- **PROBLEM**:
From the dataset items below, pull out every line that contains the string "lawn".
>> Begin INPUT FOR THIS TASK
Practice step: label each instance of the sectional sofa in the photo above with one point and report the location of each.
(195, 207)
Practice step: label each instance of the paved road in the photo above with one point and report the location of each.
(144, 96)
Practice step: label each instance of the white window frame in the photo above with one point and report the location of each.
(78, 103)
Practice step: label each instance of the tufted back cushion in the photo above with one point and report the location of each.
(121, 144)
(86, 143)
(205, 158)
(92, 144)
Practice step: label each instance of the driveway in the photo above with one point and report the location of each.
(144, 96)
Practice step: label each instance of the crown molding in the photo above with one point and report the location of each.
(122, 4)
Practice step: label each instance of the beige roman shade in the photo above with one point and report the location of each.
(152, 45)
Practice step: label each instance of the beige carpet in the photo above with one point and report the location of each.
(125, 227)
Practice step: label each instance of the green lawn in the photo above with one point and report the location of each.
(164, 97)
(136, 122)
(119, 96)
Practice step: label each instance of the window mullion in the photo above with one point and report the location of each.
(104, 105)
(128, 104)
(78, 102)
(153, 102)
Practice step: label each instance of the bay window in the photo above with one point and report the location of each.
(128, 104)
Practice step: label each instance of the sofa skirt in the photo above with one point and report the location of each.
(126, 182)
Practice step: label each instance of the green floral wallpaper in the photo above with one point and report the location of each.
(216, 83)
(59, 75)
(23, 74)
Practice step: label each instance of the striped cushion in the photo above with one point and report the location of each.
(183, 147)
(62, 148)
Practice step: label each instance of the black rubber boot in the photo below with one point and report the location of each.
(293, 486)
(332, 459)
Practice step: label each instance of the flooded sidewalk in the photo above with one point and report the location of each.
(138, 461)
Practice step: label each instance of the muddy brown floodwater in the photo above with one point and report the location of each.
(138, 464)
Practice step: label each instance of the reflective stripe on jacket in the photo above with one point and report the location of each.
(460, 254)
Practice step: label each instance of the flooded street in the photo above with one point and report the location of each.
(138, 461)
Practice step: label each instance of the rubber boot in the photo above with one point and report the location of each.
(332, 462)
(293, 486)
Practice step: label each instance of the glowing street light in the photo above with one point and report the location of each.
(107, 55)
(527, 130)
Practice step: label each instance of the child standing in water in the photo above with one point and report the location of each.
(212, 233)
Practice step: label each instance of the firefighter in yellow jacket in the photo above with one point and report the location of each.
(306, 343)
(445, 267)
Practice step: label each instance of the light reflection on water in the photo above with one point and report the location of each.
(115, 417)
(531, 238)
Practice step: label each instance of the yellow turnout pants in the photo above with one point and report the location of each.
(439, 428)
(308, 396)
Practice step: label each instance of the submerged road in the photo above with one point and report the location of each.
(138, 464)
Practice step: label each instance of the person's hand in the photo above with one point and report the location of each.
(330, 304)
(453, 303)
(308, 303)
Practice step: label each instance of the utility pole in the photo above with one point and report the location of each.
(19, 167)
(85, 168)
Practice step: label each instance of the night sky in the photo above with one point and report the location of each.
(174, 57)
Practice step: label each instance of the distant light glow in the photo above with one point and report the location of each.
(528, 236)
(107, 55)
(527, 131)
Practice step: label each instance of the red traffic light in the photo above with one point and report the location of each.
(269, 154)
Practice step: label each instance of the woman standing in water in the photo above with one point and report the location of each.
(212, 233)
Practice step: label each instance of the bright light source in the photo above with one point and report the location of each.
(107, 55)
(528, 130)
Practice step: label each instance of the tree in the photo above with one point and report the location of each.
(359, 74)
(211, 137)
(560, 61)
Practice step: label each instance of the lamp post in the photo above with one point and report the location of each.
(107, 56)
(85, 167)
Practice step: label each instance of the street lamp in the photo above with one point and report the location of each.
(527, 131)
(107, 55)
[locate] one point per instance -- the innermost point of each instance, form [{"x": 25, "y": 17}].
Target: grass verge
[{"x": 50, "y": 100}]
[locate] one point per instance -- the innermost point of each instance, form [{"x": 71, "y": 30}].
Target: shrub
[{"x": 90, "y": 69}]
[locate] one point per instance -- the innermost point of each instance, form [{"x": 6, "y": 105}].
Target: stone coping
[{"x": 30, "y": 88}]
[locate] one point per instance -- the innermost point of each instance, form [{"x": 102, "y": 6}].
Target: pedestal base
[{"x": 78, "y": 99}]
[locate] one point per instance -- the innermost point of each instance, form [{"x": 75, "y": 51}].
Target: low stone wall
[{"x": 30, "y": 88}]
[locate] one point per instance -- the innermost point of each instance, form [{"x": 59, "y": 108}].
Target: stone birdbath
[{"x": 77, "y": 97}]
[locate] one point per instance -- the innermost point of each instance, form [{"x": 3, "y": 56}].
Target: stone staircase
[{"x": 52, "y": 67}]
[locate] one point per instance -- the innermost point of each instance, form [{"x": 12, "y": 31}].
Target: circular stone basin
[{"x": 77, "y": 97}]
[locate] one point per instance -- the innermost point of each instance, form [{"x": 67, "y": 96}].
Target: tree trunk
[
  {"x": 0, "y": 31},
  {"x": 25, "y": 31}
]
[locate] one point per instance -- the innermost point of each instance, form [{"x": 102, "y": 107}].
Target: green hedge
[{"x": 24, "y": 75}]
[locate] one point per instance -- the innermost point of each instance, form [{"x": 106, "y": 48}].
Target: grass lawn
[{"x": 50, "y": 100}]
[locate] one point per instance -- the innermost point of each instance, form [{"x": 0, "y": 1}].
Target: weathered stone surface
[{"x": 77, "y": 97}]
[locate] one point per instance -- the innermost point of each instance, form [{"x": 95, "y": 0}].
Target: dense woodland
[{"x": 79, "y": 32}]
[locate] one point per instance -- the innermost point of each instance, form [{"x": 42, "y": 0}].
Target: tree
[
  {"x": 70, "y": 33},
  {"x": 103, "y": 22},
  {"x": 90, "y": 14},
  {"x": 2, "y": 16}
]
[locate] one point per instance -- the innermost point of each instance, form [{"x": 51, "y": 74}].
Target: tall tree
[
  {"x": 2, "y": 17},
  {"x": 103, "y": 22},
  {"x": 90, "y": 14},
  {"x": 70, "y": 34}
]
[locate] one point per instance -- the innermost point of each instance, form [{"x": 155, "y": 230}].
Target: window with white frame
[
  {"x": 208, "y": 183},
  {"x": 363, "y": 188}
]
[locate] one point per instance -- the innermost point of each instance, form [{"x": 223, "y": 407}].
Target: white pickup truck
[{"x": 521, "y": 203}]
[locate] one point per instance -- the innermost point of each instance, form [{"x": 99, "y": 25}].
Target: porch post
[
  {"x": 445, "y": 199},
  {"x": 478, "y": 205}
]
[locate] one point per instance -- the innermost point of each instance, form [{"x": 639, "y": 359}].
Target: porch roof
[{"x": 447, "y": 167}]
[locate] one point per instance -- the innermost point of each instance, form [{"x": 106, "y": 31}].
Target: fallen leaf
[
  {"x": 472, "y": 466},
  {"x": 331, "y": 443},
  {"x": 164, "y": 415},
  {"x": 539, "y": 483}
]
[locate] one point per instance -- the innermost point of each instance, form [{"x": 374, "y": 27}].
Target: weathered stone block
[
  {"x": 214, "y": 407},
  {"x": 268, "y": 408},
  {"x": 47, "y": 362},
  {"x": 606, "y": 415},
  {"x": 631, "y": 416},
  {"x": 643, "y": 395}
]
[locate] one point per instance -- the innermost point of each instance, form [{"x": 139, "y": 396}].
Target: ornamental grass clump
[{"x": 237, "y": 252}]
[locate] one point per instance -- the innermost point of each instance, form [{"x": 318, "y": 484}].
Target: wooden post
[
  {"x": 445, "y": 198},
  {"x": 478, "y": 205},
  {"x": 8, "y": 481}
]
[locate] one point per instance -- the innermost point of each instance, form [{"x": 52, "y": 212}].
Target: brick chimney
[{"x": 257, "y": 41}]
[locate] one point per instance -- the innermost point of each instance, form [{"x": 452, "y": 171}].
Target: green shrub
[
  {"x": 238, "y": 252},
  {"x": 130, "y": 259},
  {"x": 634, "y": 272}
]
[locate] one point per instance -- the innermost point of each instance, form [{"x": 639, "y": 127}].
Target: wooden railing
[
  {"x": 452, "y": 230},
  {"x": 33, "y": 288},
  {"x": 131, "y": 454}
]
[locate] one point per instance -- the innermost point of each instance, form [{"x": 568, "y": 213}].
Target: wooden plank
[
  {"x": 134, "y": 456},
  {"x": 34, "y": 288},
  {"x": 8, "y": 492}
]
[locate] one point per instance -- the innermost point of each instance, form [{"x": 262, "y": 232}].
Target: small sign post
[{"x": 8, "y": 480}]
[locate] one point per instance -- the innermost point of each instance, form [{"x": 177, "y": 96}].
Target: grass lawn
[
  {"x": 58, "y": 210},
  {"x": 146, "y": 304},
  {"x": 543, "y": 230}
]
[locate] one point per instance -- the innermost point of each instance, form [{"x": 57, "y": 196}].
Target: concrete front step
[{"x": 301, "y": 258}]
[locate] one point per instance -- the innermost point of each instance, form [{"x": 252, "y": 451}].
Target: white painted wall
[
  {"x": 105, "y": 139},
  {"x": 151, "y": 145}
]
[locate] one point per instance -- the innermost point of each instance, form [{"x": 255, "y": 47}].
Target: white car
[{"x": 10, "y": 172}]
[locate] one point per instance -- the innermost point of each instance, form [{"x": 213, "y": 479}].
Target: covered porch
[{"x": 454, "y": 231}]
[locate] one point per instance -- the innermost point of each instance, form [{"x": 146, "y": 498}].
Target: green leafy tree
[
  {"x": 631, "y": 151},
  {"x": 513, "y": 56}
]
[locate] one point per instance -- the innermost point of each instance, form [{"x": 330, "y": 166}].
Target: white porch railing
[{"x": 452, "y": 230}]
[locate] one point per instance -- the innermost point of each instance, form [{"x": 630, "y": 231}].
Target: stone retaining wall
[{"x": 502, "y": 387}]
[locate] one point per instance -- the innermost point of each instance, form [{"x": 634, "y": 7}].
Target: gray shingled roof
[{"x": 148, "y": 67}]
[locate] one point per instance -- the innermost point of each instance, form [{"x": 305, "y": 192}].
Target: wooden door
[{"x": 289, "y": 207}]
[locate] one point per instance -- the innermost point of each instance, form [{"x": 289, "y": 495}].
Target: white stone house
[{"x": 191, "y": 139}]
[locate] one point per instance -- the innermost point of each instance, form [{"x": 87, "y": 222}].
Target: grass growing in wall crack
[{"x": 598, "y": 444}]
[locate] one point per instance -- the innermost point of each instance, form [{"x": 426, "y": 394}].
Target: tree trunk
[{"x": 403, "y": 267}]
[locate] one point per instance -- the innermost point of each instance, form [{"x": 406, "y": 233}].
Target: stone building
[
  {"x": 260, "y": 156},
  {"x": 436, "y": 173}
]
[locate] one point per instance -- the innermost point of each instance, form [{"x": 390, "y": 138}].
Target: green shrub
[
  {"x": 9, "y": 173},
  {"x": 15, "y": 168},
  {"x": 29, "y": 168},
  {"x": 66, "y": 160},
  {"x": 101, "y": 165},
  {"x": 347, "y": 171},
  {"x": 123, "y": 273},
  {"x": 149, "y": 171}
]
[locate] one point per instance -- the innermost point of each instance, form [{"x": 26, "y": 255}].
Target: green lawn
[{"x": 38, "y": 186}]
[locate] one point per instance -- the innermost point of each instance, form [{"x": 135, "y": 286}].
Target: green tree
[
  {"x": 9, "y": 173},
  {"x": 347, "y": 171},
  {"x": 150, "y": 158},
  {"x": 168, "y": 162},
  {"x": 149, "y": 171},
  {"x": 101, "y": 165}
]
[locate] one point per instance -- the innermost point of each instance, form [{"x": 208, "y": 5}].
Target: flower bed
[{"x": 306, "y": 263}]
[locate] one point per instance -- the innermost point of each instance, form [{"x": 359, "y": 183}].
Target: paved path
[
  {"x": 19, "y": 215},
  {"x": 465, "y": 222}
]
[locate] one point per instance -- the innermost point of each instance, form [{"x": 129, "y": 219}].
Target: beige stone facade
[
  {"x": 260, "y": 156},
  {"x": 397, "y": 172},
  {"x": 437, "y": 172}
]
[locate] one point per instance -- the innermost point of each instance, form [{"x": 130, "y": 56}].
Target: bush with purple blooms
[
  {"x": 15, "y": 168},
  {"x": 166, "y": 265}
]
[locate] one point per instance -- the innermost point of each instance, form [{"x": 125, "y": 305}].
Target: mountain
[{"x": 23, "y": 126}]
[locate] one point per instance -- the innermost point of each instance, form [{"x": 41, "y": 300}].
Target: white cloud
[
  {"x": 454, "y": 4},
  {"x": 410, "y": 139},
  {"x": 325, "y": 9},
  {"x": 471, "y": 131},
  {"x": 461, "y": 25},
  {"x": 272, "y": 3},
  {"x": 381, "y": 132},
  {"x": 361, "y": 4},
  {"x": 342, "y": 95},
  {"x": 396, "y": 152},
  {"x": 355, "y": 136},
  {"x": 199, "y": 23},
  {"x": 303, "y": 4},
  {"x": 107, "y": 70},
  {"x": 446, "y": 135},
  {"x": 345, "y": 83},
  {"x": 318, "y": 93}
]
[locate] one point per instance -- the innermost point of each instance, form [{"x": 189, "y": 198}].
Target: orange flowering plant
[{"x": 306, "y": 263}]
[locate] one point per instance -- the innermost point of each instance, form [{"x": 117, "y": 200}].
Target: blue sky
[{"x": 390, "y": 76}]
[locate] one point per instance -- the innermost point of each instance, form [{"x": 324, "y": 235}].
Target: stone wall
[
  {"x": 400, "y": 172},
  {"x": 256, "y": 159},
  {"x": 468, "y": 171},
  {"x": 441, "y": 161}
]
>> End INPUT FOR THIS TASK
- **RIGHT ANSWER**:
Practice step: label each instance of the green lawn in the photo above with one point and report the location of each.
Target: grass lawn
Target: grass lawn
Target: green lawn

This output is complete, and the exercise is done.